─── DATASET EXCERPTS ───
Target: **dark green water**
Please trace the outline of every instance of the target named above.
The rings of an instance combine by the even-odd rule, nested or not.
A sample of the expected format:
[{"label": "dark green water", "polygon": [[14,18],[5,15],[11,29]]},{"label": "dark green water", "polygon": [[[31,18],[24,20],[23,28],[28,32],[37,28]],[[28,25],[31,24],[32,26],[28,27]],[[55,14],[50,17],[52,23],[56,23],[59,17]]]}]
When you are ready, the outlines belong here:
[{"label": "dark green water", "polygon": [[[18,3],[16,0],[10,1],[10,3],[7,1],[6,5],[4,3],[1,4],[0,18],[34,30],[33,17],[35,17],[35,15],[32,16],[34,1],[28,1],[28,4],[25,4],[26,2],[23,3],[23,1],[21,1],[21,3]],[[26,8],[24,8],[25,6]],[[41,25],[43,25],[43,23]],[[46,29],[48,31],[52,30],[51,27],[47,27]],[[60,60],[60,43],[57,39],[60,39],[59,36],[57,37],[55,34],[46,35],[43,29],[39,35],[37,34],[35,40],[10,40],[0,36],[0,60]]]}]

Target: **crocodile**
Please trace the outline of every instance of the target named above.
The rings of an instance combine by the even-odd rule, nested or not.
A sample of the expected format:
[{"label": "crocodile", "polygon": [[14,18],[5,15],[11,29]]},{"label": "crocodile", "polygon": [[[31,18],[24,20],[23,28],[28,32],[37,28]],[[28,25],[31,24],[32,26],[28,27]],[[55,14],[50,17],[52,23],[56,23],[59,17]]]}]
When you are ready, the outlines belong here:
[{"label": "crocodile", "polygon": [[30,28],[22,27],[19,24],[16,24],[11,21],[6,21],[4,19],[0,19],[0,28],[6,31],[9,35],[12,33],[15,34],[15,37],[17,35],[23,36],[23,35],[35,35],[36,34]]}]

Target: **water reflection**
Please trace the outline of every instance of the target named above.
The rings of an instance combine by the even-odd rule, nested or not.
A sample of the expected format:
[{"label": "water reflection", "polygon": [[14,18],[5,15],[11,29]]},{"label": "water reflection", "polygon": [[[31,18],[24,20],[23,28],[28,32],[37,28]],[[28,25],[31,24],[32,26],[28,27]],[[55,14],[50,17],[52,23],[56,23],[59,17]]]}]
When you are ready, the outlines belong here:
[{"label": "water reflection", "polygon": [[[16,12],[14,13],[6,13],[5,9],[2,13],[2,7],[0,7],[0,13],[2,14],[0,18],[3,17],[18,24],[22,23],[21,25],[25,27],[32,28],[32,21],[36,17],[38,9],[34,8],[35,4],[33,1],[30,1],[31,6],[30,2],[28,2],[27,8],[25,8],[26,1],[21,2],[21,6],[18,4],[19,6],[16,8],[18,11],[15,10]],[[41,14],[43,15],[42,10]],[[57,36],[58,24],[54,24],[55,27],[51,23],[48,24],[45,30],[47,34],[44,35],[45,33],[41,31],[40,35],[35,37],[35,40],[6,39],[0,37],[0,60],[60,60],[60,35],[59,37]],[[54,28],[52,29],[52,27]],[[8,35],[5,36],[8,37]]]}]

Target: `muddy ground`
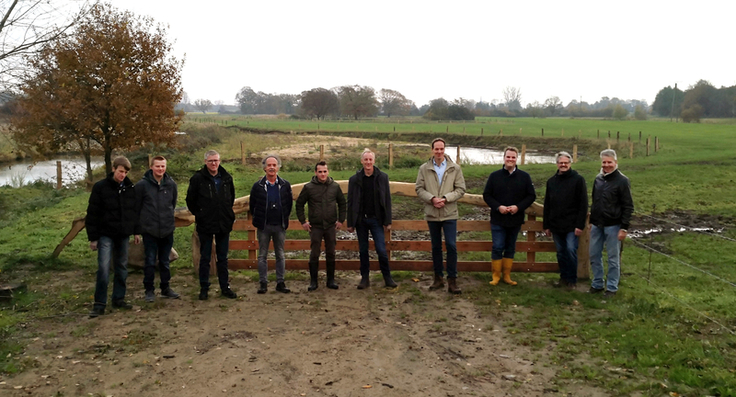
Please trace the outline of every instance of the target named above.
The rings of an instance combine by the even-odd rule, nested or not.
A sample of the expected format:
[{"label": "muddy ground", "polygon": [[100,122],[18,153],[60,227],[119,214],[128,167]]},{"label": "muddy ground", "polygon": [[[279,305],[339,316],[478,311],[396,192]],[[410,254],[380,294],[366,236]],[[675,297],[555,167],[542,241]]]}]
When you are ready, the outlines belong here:
[{"label": "muddy ground", "polygon": [[[177,300],[143,300],[142,274],[128,278],[134,309],[87,318],[89,307],[24,325],[17,359],[29,368],[0,378],[4,396],[602,396],[558,381],[545,351],[516,345],[499,319],[483,316],[470,294],[429,291],[431,275],[355,289],[307,292],[295,272],[290,294],[257,295],[255,282],[232,280],[238,299],[197,299],[196,281],[179,271]],[[68,272],[59,284],[93,276]],[[469,292],[488,288],[459,279]],[[53,288],[53,287],[52,287]],[[522,310],[522,309],[519,309]],[[551,348],[551,347],[550,347]],[[541,360],[533,361],[534,359]]]}]

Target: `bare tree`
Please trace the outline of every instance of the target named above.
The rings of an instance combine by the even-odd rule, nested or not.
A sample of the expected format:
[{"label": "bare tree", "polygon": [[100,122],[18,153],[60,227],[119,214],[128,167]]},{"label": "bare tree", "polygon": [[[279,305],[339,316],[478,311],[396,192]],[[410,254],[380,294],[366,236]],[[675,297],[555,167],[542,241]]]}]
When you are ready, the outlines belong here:
[{"label": "bare tree", "polygon": [[66,36],[88,11],[87,0],[0,0],[0,90],[20,80],[26,55]]}]

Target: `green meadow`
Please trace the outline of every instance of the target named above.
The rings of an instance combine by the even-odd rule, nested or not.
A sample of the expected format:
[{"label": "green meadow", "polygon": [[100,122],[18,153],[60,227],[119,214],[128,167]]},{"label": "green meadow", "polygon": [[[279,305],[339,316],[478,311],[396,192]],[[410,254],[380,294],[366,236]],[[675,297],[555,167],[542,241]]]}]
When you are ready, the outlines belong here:
[{"label": "green meadow", "polygon": [[[552,288],[554,274],[515,274],[518,286],[490,288],[486,282],[490,274],[479,273],[466,275],[483,283],[465,289],[462,298],[475,303],[483,316],[499,320],[508,338],[530,349],[530,359],[556,369],[562,388],[584,382],[621,396],[736,395],[736,120],[683,124],[486,118],[428,123],[422,119],[338,122],[192,114],[182,130],[189,133],[186,145],[163,150],[169,158],[169,172],[179,184],[181,206],[185,205],[188,178],[201,167],[206,148],[227,153],[223,165],[235,177],[237,195],[245,196],[262,170],[255,162],[240,164],[237,143],[243,142],[249,153],[278,152],[289,145],[289,134],[362,137],[384,143],[429,143],[431,137],[443,136],[448,143],[461,146],[526,145],[529,150],[550,153],[572,151],[578,145],[580,161],[573,168],[586,178],[589,190],[600,167],[597,153],[610,145],[618,149],[619,167],[631,180],[636,229],[667,230],[625,242],[619,294],[602,301],[582,287],[573,292],[556,290]],[[652,139],[649,156],[648,137]],[[655,137],[660,143],[656,152]],[[359,166],[360,150],[362,147],[349,148],[339,157],[328,152],[328,162],[345,164],[331,171],[331,176],[349,178]],[[147,154],[129,154],[134,181],[146,169]],[[314,156],[316,161],[319,152]],[[414,182],[416,164],[429,158],[430,151],[429,147],[419,152],[399,150],[397,156],[411,166],[388,170],[391,180]],[[379,151],[378,165],[388,168],[386,153]],[[309,166],[286,160],[281,176],[292,183],[308,181],[313,175]],[[482,193],[488,174],[498,167],[500,164],[464,166],[468,192]],[[545,181],[555,166],[520,168],[532,175],[541,202]],[[82,232],[59,258],[51,258],[50,253],[69,231],[72,220],[84,215],[88,195],[81,185],[61,191],[44,183],[0,187],[0,283],[29,286],[16,301],[0,301],[0,371],[12,374],[28,369],[9,358],[23,350],[23,340],[12,337],[23,324],[58,312],[87,312],[96,255],[89,250],[86,235]],[[403,213],[408,218],[421,219],[413,200],[399,199],[394,206],[406,208]],[[472,210],[461,209],[463,213]],[[678,225],[713,227],[716,232]],[[175,247],[181,259],[172,264],[175,272],[191,272],[192,231],[191,226],[176,231]],[[290,237],[299,236],[299,232],[290,233]],[[86,289],[41,292],[55,275],[78,268],[86,271]]]}]

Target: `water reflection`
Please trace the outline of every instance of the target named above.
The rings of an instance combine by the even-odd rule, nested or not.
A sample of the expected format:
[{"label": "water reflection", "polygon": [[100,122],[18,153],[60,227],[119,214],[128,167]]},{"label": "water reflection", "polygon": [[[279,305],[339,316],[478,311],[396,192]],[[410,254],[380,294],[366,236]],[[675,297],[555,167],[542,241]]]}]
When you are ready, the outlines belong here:
[{"label": "water reflection", "polygon": [[[457,146],[447,146],[445,154],[452,161],[457,162]],[[503,164],[503,152],[495,149],[481,149],[474,147],[460,147],[460,160],[462,164]],[[525,164],[554,164],[555,156],[539,154],[536,151],[526,151]],[[519,165],[521,165],[521,154],[519,154]]]},{"label": "water reflection", "polygon": [[[22,160],[0,167],[0,186],[21,186],[37,180],[56,183],[56,162],[61,161],[62,183],[68,186],[86,177],[87,165],[78,157],[59,157],[51,160]],[[92,169],[104,164],[102,159],[92,159]]]}]

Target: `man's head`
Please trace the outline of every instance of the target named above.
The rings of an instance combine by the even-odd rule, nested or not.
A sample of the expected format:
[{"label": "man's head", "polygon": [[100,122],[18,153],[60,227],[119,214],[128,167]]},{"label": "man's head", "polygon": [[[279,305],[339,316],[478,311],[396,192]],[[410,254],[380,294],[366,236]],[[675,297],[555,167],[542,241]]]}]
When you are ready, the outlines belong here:
[{"label": "man's head", "polygon": [[327,182],[327,177],[330,175],[330,171],[327,170],[327,163],[320,161],[314,166],[314,175],[317,175],[317,180],[320,183]]},{"label": "man's head", "polygon": [[156,156],[151,159],[151,171],[153,171],[153,177],[157,181],[160,181],[166,173],[166,157]]},{"label": "man's head", "polygon": [[220,153],[217,153],[216,150],[208,150],[204,154],[204,163],[211,175],[217,175],[217,170],[220,168]]},{"label": "man's head", "polygon": [[263,165],[263,170],[266,171],[266,177],[268,177],[269,180],[275,179],[276,175],[279,173],[279,169],[281,169],[281,159],[275,154],[269,154],[266,156],[261,161],[261,164]]},{"label": "man's head", "polygon": [[559,152],[555,155],[555,162],[557,163],[557,170],[560,173],[570,171],[572,165],[572,156],[568,152]]},{"label": "man's head", "polygon": [[507,146],[503,150],[503,167],[509,171],[516,168],[516,160],[519,158],[519,149],[513,146]]},{"label": "man's head", "polygon": [[367,173],[372,173],[373,165],[376,163],[376,154],[366,148],[363,150],[363,154],[360,155],[360,163],[363,164],[363,169]]},{"label": "man's head", "polygon": [[115,159],[112,161],[112,179],[115,180],[115,182],[120,183],[123,180],[125,180],[125,177],[128,176],[128,172],[130,172],[130,161],[123,157],[118,156],[115,157]]},{"label": "man's head", "polygon": [[618,168],[618,157],[616,156],[616,151],[613,149],[606,149],[601,152],[601,169],[603,170],[603,173],[610,174],[613,171],[616,171],[616,168]]},{"label": "man's head", "polygon": [[442,138],[434,138],[432,141],[432,156],[435,163],[445,161],[445,140]]}]

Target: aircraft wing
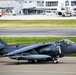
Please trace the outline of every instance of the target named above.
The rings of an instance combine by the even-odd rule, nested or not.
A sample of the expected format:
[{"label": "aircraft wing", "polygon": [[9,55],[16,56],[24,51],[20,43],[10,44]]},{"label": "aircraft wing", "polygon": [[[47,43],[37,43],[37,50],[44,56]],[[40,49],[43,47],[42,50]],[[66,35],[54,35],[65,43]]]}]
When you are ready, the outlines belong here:
[{"label": "aircraft wing", "polygon": [[11,59],[18,59],[18,60],[46,60],[47,58],[52,58],[49,55],[44,54],[31,54],[31,55],[15,55],[10,56]]},{"label": "aircraft wing", "polygon": [[23,48],[20,48],[20,49],[17,49],[17,50],[14,50],[10,53],[7,53],[7,54],[4,54],[4,56],[12,56],[12,55],[15,55],[15,54],[19,54],[19,53],[23,53],[23,52],[26,52],[26,51],[30,51],[30,50],[33,50],[35,48],[38,48],[38,47],[42,47],[42,46],[47,46],[47,45],[50,45],[51,43],[38,43],[38,44],[33,44],[33,45],[30,45],[30,46],[26,46],[26,47],[23,47]]}]

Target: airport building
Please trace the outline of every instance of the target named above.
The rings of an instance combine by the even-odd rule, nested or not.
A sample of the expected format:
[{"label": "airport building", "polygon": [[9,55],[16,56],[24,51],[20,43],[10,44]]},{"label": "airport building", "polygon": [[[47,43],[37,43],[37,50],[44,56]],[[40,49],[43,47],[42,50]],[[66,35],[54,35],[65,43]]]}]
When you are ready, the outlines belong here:
[{"label": "airport building", "polygon": [[76,14],[76,0],[0,0],[0,9],[13,15]]}]

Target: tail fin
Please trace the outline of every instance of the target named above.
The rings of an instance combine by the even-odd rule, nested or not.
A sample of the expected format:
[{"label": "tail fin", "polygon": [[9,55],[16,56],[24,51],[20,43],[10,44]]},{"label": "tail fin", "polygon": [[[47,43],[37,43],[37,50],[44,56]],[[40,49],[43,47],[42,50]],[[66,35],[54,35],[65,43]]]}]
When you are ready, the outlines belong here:
[{"label": "tail fin", "polygon": [[3,40],[0,39],[0,45],[6,46],[7,44]]}]

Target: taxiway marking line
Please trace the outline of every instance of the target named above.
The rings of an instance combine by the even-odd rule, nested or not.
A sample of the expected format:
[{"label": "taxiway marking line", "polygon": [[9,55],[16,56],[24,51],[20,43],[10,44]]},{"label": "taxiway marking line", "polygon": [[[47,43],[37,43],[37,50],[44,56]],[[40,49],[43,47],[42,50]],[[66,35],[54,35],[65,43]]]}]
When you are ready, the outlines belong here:
[{"label": "taxiway marking line", "polygon": [[76,74],[76,72],[58,72],[58,71],[25,71],[25,70],[0,70],[0,73],[26,72],[26,73],[59,73],[59,74]]}]

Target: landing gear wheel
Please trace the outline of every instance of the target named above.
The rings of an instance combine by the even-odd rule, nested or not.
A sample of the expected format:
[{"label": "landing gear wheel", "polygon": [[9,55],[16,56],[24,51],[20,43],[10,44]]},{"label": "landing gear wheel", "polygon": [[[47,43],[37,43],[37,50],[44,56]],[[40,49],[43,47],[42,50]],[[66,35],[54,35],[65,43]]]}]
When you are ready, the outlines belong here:
[{"label": "landing gear wheel", "polygon": [[54,60],[53,60],[53,63],[54,63],[54,64],[57,64],[57,63],[58,63],[58,60],[57,60],[57,59],[54,59]]}]

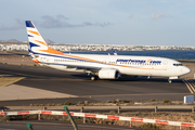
───
— WRITTEN REQUEST —
Extract every line of the data above that contains the string "building".

— TASK RESULT —
Target: airport building
[{"label": "airport building", "polygon": [[9,55],[16,56],[24,51],[20,43],[10,44]]},{"label": "airport building", "polygon": [[[47,43],[37,43],[37,50],[44,56]],[[40,49],[43,47],[42,50]],[[66,35],[54,35],[65,43]]]}]
[{"label": "airport building", "polygon": [[76,14],[76,0],[0,0],[0,9],[13,15]]}]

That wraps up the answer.